__STATED GOAL__
Rewrite every line of the records below as a numbered list, omitting any blank lines.

(Dataset rows)
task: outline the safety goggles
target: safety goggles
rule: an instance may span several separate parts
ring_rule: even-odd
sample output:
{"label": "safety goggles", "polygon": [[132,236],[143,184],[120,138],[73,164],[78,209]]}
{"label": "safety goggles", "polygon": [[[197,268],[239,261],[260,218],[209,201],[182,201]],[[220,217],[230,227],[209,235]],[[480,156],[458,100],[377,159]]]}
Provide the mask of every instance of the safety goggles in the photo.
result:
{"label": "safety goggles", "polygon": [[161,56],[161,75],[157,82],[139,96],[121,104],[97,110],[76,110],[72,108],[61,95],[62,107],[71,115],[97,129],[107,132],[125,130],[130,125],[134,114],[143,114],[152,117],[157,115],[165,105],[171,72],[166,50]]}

__SOLUTION TO THE PROBLEM__
1. task: outline the safety goggles
2. target: safety goggles
3. rule: an instance may span several separate parts
4. ring_rule: even-odd
5. sample output:
6. {"label": "safety goggles", "polygon": [[132,236],[143,184],[120,138],[73,164],[78,209]]}
7. {"label": "safety goggles", "polygon": [[[197,268],[239,261],[260,218],[209,201],[182,201]],[[220,217],[230,227],[209,235]],[[480,156],[458,100],[377,159]]]}
8. Provide the mask of every instance of the safety goggles in the photo.
9. result:
10. {"label": "safety goggles", "polygon": [[161,56],[161,75],[157,82],[139,96],[121,104],[97,110],[76,110],[72,108],[61,95],[62,107],[71,115],[97,129],[107,132],[125,130],[130,125],[134,114],[143,114],[152,117],[157,115],[165,105],[171,72],[166,50]]}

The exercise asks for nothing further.